Referring expression data
━━━━━━━━━━━━━━━━━━━━

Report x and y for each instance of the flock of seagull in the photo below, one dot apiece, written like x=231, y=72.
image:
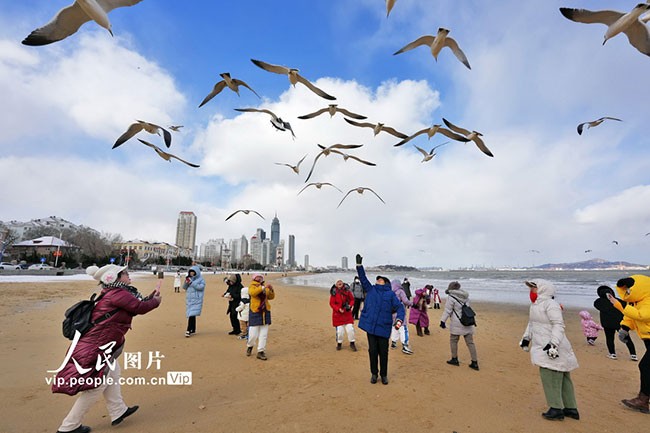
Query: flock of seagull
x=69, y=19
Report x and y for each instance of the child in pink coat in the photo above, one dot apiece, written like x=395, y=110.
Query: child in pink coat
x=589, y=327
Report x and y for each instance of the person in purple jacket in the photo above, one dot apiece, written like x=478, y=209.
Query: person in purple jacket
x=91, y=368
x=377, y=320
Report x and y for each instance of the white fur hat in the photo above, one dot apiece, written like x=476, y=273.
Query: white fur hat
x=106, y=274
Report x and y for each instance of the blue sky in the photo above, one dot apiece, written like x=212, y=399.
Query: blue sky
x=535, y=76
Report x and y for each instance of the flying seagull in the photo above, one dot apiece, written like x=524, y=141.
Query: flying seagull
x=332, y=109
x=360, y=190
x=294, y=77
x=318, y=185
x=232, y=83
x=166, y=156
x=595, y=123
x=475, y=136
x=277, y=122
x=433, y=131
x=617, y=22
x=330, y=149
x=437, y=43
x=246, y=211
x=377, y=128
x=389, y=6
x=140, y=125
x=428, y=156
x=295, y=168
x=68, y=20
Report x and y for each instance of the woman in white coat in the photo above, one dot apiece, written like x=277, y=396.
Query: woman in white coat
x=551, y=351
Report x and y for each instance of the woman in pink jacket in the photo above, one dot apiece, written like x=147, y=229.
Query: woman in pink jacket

━━━━━━━━━━━━━━━━━━━━

Work item
Copy all the records above exactly, but leave out the pictures.

Finished task
Report x and y for each instance of the flock of seagull in the photo below, one dot apiece, written like x=231, y=72.
image:
Query: flock of seagull
x=69, y=19
Report x and y for each instance of the child in pink coat in the photo above, one dot apiece, written like x=395, y=110.
Query: child in pink coat
x=589, y=327
Report x and y for each instance of the person in purple jacket in the photo above, one dot apiece, written like x=478, y=209.
Query: person in purple jacket
x=91, y=368
x=377, y=320
Report x and y for each instance of the white fur hat in the photo above, one dot apiece, written like x=476, y=273.
Query: white fur hat
x=106, y=274
Report x and y for each instance of the blue sky in the photo above, one dot apiece, written like x=212, y=399.
Query: blue sky
x=535, y=76
Report x and y for each instance of the flying seagull in the photo above, one dot apiece, written like x=524, y=141.
Query: flying seagull
x=332, y=109
x=360, y=190
x=294, y=77
x=318, y=185
x=232, y=83
x=166, y=156
x=595, y=123
x=475, y=136
x=277, y=122
x=433, y=131
x=617, y=22
x=330, y=149
x=437, y=43
x=246, y=211
x=377, y=128
x=389, y=6
x=140, y=125
x=428, y=156
x=295, y=168
x=68, y=20
Report x and y for each instance of the woman in white coat in the photo above, one dot apiece, written like x=277, y=396.
Query: woman in white coat
x=551, y=351
Report x and y for each instance of the woman in pink jacket in the photo above, one dot apiece, written like x=147, y=229.
Query: woman in pink jacket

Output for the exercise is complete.